- EXTRACTED RECORDS:
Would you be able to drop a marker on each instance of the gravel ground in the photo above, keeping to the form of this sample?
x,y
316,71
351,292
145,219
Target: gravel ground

- STATED TASK: Reproduce the rows above verbatim, with every line kept as it stands.

- RESULT FOR THIS EXERCISE:
Would you be able to drop a marker on each instance of the gravel ground in the photo above, keeping to the form of this sample?
x,y
316,71
351,292
145,219
Target: gravel ground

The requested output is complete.